Discussion:Orlando di Lasso (ChoralWiki)/List of choral works
De Wicri Musique
Scripts utilisés
- Récupération de la page en html
curl www2.cpdl.org/wiki/index.php/Orlando_di_Lasso > CpdlListOfWorks
- Génération du premier paragraphe:
SxmlUnIndent < CpdlListOfWorks \
| SxmlSelect -g html/body/div@id=content/div@id=bodyContent/div@id=mw-content-text/div/table -p @g1 \
| SxmlSelect -s table/tbody/tr/td/ul/li/a -p @s1 \
| sed -e 's/\/wiki\/index.php\//cpdl:/' \
| SxmlSelect -g a/1 -g a/attribute::title -g a/attribute::href -p "<cpdl><n>@g1</n><t>@g2</t><h>@g3</h></cpdl>" \
| sed -e 's/(Orlando di Lasso)\<\/t\>/(Roland de Lassus)\<\/t\>/' \
| SxmlSelect -g cpdl/n/1 -g cpdl/t/1 -g cpdl/h/1 -p '*[[@g2|@g1]] ([[@g3|CPDL]])'
- Génération du deuxième paragraphe:
(
echo "<li>"
SxmlUnIndent < CpdlListOfWorks \
| SxmlSelect -s html/body/div@id=content/div@id=bodyContent/div@id=mw-content-text/div/table -p @s1
echo "</li>"

DONNÉES FOURNIES —
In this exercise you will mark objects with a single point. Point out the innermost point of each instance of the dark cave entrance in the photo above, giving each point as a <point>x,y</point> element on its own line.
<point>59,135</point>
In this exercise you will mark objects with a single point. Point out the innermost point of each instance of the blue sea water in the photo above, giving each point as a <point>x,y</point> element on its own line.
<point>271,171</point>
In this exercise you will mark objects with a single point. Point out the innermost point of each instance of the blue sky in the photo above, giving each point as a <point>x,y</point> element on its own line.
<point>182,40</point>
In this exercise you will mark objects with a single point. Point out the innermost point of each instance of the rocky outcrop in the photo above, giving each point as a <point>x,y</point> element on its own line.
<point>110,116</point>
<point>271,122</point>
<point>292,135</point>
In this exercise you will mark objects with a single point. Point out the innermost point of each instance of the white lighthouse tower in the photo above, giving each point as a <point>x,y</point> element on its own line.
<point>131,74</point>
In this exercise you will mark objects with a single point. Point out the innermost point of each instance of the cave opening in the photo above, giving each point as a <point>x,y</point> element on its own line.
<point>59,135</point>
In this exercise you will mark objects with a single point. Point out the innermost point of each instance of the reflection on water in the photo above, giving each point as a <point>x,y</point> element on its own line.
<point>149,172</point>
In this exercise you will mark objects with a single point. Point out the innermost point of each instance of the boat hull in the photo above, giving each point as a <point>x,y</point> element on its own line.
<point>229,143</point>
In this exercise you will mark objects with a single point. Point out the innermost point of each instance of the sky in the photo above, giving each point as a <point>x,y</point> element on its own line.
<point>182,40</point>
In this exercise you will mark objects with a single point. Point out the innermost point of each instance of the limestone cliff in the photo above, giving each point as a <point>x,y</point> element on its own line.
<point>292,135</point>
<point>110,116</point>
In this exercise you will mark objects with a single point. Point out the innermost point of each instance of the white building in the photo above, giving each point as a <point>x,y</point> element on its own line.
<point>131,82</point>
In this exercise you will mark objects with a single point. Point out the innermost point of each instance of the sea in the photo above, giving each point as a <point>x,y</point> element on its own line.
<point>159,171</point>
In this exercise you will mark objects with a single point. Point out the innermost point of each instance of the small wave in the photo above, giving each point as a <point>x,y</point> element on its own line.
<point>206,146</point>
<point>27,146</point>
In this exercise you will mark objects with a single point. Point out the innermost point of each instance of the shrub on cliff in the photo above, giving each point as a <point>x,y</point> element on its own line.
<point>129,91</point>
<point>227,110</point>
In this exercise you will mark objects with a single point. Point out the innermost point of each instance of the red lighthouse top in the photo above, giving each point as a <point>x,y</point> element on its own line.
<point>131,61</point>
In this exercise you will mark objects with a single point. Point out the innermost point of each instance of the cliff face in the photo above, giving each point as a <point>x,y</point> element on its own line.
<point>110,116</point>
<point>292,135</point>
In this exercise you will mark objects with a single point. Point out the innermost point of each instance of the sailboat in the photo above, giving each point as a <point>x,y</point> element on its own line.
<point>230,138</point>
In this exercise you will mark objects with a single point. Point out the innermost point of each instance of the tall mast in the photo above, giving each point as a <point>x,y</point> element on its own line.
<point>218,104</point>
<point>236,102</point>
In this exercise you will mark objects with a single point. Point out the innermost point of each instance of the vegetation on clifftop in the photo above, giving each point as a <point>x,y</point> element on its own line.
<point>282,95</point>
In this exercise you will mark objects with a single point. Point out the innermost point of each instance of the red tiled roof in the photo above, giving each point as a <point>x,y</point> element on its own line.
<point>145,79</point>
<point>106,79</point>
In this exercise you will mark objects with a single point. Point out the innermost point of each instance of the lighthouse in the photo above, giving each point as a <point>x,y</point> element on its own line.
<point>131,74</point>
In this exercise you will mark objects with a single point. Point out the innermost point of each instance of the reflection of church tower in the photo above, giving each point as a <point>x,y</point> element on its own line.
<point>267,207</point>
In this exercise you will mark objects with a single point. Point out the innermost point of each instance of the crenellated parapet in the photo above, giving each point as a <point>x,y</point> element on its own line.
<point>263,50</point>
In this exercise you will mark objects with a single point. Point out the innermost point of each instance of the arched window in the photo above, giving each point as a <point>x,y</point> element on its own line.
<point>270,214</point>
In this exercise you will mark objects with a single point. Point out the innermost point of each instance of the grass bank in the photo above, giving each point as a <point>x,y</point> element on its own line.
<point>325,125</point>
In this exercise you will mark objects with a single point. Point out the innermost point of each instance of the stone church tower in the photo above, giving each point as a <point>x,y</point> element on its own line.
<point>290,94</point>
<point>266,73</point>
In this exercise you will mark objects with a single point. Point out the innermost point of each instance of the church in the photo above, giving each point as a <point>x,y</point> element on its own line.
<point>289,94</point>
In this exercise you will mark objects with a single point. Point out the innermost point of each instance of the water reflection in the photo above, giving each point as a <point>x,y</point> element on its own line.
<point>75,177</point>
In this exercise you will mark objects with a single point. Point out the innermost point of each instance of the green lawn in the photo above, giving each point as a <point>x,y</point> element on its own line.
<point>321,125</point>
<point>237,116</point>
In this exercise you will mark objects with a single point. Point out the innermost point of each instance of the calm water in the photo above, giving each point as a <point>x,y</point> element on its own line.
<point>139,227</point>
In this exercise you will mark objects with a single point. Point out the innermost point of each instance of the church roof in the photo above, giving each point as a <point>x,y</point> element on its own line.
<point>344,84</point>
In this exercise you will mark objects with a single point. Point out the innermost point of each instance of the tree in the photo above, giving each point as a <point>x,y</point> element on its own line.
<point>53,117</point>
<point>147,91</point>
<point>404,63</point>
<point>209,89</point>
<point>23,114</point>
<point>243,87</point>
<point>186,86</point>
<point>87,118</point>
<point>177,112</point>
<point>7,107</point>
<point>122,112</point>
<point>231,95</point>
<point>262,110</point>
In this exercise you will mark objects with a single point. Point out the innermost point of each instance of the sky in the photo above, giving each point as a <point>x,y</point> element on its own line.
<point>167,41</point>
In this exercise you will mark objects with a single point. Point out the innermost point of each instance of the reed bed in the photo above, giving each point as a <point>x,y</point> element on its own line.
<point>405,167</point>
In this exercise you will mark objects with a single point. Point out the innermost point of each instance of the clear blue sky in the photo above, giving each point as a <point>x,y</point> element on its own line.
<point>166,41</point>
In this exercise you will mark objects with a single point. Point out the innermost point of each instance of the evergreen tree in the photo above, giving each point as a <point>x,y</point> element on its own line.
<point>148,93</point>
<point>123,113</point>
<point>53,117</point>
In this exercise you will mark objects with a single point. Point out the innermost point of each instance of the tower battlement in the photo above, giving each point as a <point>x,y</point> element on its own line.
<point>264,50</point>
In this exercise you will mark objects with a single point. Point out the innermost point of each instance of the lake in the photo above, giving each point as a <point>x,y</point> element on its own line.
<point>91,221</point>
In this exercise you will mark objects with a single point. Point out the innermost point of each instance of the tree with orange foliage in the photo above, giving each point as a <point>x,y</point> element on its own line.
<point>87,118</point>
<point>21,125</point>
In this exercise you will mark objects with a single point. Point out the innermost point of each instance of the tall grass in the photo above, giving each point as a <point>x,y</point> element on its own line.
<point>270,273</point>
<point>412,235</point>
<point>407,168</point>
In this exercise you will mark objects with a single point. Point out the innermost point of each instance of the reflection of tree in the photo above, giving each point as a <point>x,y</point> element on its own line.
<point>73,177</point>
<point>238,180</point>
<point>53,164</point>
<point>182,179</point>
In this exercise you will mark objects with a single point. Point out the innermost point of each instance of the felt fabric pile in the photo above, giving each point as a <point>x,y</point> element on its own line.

CONSIGNES —
[A] Répondez aux questions suivantes à l'aide du texte sur les scripts de la liste des œuvres de Lasso :
(i) Quelle commande sert à récupérer la page en HTML ?
(ii) Par quel nom la génération du premier paragraphe remplace-t-elle « Orlando di Lasso » ?
(iii) Quelles balises les commandes echo écrivent-elles avant et après la sélection, dans la génération du deuxième paragraphe ?
[B] Poursuivez le texte sur les scripts de la liste des œuvres de Lasso à partir de sa dernière ligne.

RÉPONSES DANS L'ORDRE —
[A]
(i) La commande curl.
(ii) Par « Roland de Lassus ».
(iii) <li> avant et </li> après.

[B]
) | SxmlUnIndent \
| SgmlSelect -g li/2 -p @g1 \
| SxmlSelect -s table/tbody/tr/td/ul/li/a -p @s1 \
| sed -e 's/\/wiki\/index.php\//cpdl:/' \
| SxmlSelect -g a/1 -g a/attribute::title -g a/attribute::href -p "<cpdl><n>@g1</n><t>@g2</t><h>@g3</h></cpdl>" \
| sed -e 's/(Orlando di Lasso)\<\/t\>/(Roland de Lassus)\<\/t\>/' \
| SxmlSelect -g cpdl/n/1 -g cpdl/t/1 -g cpdl/h/1 -p '*[[@g2|@g1]] ([[@g3|CPDL]])'
- Création d'un fichier intermédiaire
(
echo "<li>"
SxmlUnIndent < CpdlListOfWorks \
| SxmlSelect -s html/body/div@id=content/div@id=bodyContent/div@id=mw-content-text/div/table -p @s1
echo "</li>"
) | SxmlUnIndent > CpdlListOfWorks2
- Recupération des paragraphes (à partir du troisième)
Il suffit de changer « li/3 » par le bon indice.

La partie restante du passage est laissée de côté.